(Photo-based referring expression data)
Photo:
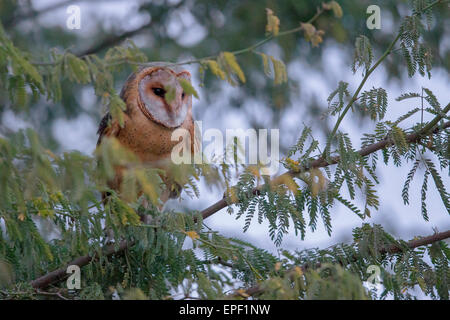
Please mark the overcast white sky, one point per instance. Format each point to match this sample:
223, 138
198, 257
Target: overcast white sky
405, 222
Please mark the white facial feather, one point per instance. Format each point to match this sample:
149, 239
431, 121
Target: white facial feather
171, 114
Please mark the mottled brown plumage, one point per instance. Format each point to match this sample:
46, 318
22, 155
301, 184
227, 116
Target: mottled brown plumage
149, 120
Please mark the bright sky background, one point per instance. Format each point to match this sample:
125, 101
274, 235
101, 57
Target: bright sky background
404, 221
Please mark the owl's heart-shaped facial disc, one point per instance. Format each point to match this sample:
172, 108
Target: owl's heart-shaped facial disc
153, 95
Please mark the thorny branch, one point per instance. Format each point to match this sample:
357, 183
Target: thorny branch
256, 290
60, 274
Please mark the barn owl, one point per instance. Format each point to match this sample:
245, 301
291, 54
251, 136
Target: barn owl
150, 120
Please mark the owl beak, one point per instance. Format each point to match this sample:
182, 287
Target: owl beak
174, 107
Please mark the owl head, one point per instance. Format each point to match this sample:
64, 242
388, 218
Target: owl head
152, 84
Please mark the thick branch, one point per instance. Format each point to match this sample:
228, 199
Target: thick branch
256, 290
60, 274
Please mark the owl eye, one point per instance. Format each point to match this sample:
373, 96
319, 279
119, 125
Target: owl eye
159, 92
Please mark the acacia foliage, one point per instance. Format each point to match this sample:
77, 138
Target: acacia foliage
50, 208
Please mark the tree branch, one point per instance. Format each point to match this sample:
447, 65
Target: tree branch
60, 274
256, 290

THE PROBLEM: Repeat the entries exactly and keep the pictures out of the copy.

SOLUTION TO THE PROBLEM:
Photo:
Please mark the overcast white sky, one point per instance. Format each point to match this sample:
223, 138
198, 257
Target: overcast white sky
405, 222
Please mark the white facial feather, one point per instance. Format each point to match this sample:
149, 239
431, 121
Target: white facial feather
171, 114
Please mark the mottled brown plumage, one point per instance. Format each point to match this sample:
46, 318
22, 155
301, 184
227, 116
Target: mottled brown plumage
149, 120
Please mark the bright sky background, one point per instance. Format each point to match this sample:
125, 101
274, 235
101, 57
Target: bright sky background
404, 221
Please mark the owl's heart-shaped facial disc, one point per instance. Format each point to match this sample:
172, 108
Target: owl's heart-shaped facial disc
153, 95
Please mark the thorny branch, one point per instance. Format each point to match this sample:
357, 183
Target: thorny branch
256, 290
60, 274
Please mark the barn owl, one point per instance. Format each point to match this sample:
245, 301
291, 54
251, 136
Target: barn owl
150, 120
Please mark the owl beak, one point per instance. Format each point to match this sample:
182, 287
Target: owl beak
174, 107
Please mark the owl head, one point per instance. Format each point to match this sample:
64, 242
388, 218
Target: owl head
152, 84
Please mark the thick branch, one point per instance. Format each point to match this sample:
228, 199
Target: thick branch
256, 290
60, 274
Please mark the owl eye, one point per instance. Format each point to match this sample:
373, 96
319, 279
119, 125
Target: owl eye
159, 92
Please mark the acacia foliage, one point per instance. Format each point to match this sample:
77, 138
Target: acacia foliage
50, 208
Please mark the tree branch, one point per instance. Format each point to match this sample:
447, 65
Target: tree branch
60, 274
256, 290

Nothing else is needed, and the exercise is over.